[ p. 404 ]
THE MESSIANIC VINE
Jo. xv-xvii.
The Master’s communing with the eleven did not end with the Supper. There was still much counsel which He would fain address to them ere He was taken from them ; and He would have lingered with them a while in the Upper Room but for the risk of the traitor’s invasion. The same apprehension forbade His repairing with them immediately to Gethsemane, since Judas knew the place of His nightly resort and would have sought Him there. (Jo. xviii. 2) Whither could He betake Himself to be a little longer secure from interruption ? Usually the gates of the Temple were shut by night, but at the Feast of the Passover they were flung open at midnight lest peradventure the Messiah should appear and “suddenly come to His Temple.” (Mal. iii. 1) They were standing open when the Master and His disciples left the Upper Room; and where could He be safer from molestation than within the silent and deserted precincts ?
Thither they repaired, and passing into the inner court they were confronted by King Herod’s magnificent Sanctuary of marble and gold, glistening in the clear moonlight. What chiefly caught the spectator’s eye was the golden emblazonry above the entrance— the trailing branches of a vine laden with grapeclusters large as a man’s stature. It was a triumph of artistry, and the Latin historian tells how it [ p. 405 ] impressed the Romans when they took the city and invaded that sacred court which no profane foot was suffered to tread. Since the vine was the emblem of Bacchus, the rude soldiery fancied that the Jews were his worshippers.

◆ PROVIDED MATERIAL
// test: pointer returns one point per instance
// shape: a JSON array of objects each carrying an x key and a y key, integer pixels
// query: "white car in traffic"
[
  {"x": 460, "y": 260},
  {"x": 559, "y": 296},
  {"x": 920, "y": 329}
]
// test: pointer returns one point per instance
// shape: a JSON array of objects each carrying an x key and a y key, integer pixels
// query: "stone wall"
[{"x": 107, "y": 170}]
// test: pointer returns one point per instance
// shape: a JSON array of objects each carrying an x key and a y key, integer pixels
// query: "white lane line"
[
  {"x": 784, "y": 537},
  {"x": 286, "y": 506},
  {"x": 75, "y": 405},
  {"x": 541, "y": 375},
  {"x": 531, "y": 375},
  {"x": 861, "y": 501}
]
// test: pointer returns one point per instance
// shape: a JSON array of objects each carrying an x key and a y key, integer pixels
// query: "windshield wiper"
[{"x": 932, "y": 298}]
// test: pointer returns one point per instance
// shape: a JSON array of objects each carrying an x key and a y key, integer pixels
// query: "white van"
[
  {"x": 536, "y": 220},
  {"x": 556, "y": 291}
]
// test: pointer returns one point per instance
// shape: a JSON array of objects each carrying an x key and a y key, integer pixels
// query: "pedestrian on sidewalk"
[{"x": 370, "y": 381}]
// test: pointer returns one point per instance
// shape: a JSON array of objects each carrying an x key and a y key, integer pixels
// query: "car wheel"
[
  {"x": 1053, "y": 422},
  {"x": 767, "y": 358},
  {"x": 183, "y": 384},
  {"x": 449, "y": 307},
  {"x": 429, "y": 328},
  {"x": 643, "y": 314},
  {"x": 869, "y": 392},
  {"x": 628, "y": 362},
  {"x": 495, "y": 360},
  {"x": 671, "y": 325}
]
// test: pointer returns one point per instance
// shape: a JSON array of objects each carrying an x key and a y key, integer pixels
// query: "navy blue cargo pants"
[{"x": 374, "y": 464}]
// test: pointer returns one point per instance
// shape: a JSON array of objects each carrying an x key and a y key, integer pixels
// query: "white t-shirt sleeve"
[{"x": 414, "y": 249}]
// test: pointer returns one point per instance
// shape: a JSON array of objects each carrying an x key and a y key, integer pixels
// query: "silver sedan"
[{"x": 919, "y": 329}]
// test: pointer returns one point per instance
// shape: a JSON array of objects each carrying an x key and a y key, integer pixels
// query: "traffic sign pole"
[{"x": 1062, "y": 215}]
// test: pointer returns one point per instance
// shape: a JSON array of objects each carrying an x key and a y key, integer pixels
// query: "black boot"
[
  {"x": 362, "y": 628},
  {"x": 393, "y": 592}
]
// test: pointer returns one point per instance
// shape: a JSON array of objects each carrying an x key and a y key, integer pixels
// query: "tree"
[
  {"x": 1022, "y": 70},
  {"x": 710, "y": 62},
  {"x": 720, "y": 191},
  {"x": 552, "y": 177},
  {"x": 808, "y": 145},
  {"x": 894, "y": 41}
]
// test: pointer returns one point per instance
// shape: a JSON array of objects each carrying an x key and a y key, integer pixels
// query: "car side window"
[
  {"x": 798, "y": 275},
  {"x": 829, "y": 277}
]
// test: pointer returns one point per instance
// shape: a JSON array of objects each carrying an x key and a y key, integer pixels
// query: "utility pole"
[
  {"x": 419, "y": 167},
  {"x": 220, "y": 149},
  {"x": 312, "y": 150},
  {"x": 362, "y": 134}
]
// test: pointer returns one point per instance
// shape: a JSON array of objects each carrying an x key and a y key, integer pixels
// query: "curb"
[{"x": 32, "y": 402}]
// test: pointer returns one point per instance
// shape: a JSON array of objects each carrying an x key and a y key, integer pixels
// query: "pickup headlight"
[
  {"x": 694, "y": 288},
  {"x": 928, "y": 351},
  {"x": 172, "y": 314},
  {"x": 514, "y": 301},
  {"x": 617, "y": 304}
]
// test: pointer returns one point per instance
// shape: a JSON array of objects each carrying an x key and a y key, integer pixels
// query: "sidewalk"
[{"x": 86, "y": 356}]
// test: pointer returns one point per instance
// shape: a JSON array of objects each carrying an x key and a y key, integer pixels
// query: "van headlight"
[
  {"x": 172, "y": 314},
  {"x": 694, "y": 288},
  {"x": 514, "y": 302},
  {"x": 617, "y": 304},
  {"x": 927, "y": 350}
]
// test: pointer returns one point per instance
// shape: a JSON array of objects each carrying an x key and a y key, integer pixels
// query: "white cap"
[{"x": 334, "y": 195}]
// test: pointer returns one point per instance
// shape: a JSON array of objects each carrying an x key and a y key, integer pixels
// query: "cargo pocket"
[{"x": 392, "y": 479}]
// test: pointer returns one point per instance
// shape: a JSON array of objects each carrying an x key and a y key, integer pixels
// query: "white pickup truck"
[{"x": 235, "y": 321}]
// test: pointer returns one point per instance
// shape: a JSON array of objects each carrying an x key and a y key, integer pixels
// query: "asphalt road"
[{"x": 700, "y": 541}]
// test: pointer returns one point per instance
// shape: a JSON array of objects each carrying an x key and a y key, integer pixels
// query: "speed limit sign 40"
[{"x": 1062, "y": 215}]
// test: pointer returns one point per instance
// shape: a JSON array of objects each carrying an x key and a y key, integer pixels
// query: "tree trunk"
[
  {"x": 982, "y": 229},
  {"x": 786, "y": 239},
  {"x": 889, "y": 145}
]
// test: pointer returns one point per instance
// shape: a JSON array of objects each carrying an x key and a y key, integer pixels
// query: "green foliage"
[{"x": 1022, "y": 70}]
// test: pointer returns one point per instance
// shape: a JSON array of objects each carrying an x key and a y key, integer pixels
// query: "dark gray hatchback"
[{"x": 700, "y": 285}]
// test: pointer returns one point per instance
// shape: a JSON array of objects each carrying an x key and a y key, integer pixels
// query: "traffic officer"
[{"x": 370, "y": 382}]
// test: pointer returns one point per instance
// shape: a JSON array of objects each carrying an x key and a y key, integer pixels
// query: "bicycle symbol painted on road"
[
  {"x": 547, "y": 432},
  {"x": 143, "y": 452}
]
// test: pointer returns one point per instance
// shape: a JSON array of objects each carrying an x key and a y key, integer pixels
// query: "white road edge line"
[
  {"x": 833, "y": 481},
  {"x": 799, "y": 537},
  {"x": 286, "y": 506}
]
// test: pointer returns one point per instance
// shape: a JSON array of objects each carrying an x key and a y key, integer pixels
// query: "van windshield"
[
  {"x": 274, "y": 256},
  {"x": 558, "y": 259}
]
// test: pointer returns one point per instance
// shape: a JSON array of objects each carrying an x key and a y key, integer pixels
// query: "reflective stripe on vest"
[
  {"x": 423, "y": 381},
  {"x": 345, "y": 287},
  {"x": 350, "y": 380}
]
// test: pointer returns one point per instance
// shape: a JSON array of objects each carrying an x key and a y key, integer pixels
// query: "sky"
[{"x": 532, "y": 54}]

◆ THINGS TO DO
1/ Rewrite the paragraph of the Messianic Vine text that begins "Thither they repaired" more briefly, keeping its main facts.
2/ List every scripture reference cited in the Messianic Vine text.

◆ PER-TASK ANSWERS
1/ They went into the inner court and faced King Herod's marble-and-gold Sanctuary, shining in the moonlight. Above its entrance was a golden vine whose grape clusters were as large as a man. The Latin historian says this work impressed the Romans when they took the city and entered the sacred court. Because the vine was the emblem of Bacchus, the soldiers assumed the Jews worshipped him.

2/
- Jo. xv-xvii.
- Jo. xviii. 2
- Mal. iii. 1